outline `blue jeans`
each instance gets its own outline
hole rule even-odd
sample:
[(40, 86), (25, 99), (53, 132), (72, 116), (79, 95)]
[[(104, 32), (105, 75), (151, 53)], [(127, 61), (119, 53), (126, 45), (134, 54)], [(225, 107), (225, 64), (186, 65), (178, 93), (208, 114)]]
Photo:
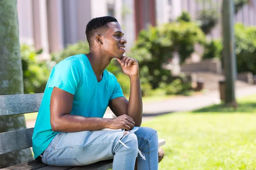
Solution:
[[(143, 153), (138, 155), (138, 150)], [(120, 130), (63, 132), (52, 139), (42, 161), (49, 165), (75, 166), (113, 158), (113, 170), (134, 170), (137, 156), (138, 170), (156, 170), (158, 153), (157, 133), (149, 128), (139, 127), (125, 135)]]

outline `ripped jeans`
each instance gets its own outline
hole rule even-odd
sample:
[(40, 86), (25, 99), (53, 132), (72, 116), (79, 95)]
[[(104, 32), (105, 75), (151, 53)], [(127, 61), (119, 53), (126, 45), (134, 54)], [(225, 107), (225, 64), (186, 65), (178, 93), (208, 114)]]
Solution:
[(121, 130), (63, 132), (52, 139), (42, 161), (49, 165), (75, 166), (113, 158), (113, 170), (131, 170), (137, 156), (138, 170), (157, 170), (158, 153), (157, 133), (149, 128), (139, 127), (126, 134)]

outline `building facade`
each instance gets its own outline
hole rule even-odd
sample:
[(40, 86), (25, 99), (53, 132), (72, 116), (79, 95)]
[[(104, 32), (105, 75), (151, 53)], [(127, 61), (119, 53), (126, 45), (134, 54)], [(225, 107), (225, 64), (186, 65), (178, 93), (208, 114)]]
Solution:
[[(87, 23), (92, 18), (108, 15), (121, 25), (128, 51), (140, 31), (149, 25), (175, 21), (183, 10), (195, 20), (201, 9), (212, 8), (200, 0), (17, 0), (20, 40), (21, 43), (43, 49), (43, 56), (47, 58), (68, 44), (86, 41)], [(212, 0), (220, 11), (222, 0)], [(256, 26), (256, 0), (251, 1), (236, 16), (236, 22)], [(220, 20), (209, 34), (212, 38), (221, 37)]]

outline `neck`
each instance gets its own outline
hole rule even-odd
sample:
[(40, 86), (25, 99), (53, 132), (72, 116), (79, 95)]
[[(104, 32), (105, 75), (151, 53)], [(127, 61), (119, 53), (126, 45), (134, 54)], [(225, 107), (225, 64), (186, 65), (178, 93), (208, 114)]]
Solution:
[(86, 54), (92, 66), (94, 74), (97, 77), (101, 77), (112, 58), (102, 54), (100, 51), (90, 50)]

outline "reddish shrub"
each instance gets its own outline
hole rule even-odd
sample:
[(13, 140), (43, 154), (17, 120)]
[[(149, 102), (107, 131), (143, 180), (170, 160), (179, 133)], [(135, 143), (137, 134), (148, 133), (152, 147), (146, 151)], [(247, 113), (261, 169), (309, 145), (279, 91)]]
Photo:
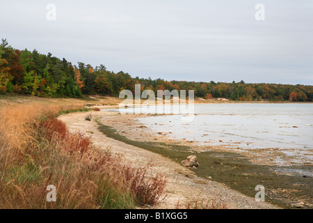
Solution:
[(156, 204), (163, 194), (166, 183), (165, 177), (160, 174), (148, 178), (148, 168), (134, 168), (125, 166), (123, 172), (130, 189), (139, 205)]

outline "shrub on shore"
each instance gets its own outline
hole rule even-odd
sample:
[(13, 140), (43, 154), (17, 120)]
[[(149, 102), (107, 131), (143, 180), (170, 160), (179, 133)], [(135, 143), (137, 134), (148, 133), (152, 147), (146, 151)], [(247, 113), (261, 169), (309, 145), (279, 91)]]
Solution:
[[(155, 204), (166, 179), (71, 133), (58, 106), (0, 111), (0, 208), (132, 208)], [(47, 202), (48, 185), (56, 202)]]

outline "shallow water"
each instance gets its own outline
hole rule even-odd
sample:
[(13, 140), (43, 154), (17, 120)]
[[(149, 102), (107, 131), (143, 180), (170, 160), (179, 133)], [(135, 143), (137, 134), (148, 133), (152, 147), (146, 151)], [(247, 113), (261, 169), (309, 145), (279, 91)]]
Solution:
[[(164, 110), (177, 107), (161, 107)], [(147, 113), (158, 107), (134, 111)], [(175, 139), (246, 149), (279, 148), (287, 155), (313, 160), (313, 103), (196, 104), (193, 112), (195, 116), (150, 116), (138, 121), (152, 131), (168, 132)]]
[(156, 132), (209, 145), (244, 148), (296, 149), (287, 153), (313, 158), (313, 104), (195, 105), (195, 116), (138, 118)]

• Exercise prompt
Rewrite all of the rows above, changing "even-odd" to "nonzero" everywhere it appears and keeping everything else the same. Omit the pictures.

• Exercise result
outline `blue jeans`
each instance gets its own outline
hole rule nonzero
sample:
[(40, 86), (25, 99), (53, 132), (72, 116), (79, 95)]
[[(104, 32), (105, 75), (151, 53)], [(127, 61), (119, 53), (126, 45), (134, 54)], [(225, 107), (225, 64), (186, 65), (178, 93), (208, 114)]]
Photo:
Solution:
[[(143, 153), (138, 155), (138, 150)], [(120, 130), (63, 132), (52, 139), (42, 161), (49, 165), (75, 166), (113, 158), (113, 170), (134, 170), (137, 156), (138, 170), (156, 170), (158, 153), (157, 133), (149, 128), (139, 127), (125, 135)]]

outline `ripped jeans`
each instance gets its own outline
hole rule nonzero
sample:
[(40, 86), (25, 99), (53, 132), (72, 116), (79, 95)]
[[(104, 32), (105, 75), (151, 53)], [(127, 61), (119, 53), (126, 45), (134, 54)], [(225, 107), (225, 64), (186, 65), (178, 93), (208, 114)]]
Solution:
[(121, 130), (63, 132), (52, 139), (42, 161), (49, 165), (75, 166), (113, 158), (113, 170), (131, 170), (137, 156), (138, 170), (157, 170), (158, 153), (157, 133), (149, 128), (139, 127), (126, 134)]

outline `building facade`
each instance gets its own outline
hole rule nonzero
sample:
[(40, 86), (25, 99), (53, 132), (72, 116), (79, 95)]
[[(104, 32), (105, 75), (151, 53)], [(127, 61), (119, 53), (126, 45), (134, 54)], [(225, 107), (225, 64), (186, 65), (178, 93), (208, 114)]]
Solution:
[[(87, 23), (92, 18), (108, 15), (121, 25), (128, 51), (140, 31), (149, 25), (175, 21), (183, 10), (195, 20), (201, 9), (212, 8), (200, 0), (17, 0), (20, 40), (21, 43), (43, 49), (43, 56), (47, 58), (68, 44), (86, 41)], [(212, 0), (220, 11), (222, 0)], [(256, 26), (256, 0), (251, 1), (236, 16), (236, 22)], [(220, 20), (209, 34), (212, 38), (221, 37)]]

outline `neck`
each instance gets its own outline
hole rule nonzero
sample:
[(40, 86), (25, 99), (53, 132), (72, 116), (79, 95)]
[[(104, 32), (105, 75), (151, 53)], [(127, 61), (119, 53), (126, 45), (134, 54)], [(225, 107), (225, 64), (186, 65), (178, 93), (208, 114)]]
Solution:
[(86, 54), (92, 66), (94, 74), (97, 77), (101, 77), (112, 58), (102, 54), (100, 51), (90, 50)]

outline "reddish shrub"
each instance gets its own outline
hole rule nonzero
sample:
[(13, 140), (43, 154), (17, 120)]
[[(149, 102), (107, 131), (143, 180), (170, 160), (179, 133)], [(135, 143), (137, 134), (148, 133), (152, 147), (146, 151)], [(247, 113), (261, 169), (309, 145), (279, 91)]]
Photo:
Solution:
[(156, 204), (163, 194), (166, 183), (165, 177), (160, 174), (148, 178), (148, 168), (134, 168), (125, 166), (123, 172), (130, 189), (139, 205)]

outline "shrub on shore"
each instance gets its own outline
hole rule nonzero
sample:
[(13, 140), (43, 154), (17, 120)]
[[(149, 102), (107, 131), (143, 180), (170, 160), (179, 133)], [(135, 143), (137, 134), (148, 133), (152, 147), (146, 151)], [(247, 113), (261, 169), (309, 145), (279, 91)]]
Solution:
[[(155, 204), (166, 179), (71, 133), (58, 106), (0, 111), (0, 208), (132, 208)], [(47, 202), (48, 185), (56, 202)]]

outline "shallow water"
each instance gets its own outline
hole rule nonzero
sample:
[(13, 140), (43, 154), (17, 120)]
[[(149, 102), (107, 131), (143, 180), (170, 160), (179, 133)], [(135, 143), (137, 134), (148, 133), (152, 147), (146, 151)], [(247, 113), (261, 169), (309, 145), (279, 91)]]
Solution:
[[(164, 110), (177, 107), (161, 107)], [(147, 113), (158, 107), (134, 111)], [(175, 139), (246, 149), (279, 148), (287, 155), (313, 160), (313, 103), (196, 104), (193, 112), (195, 116), (150, 116), (138, 121), (152, 131), (168, 132)]]
[(156, 132), (209, 145), (244, 148), (296, 149), (287, 153), (313, 158), (313, 104), (195, 105), (195, 116), (138, 118)]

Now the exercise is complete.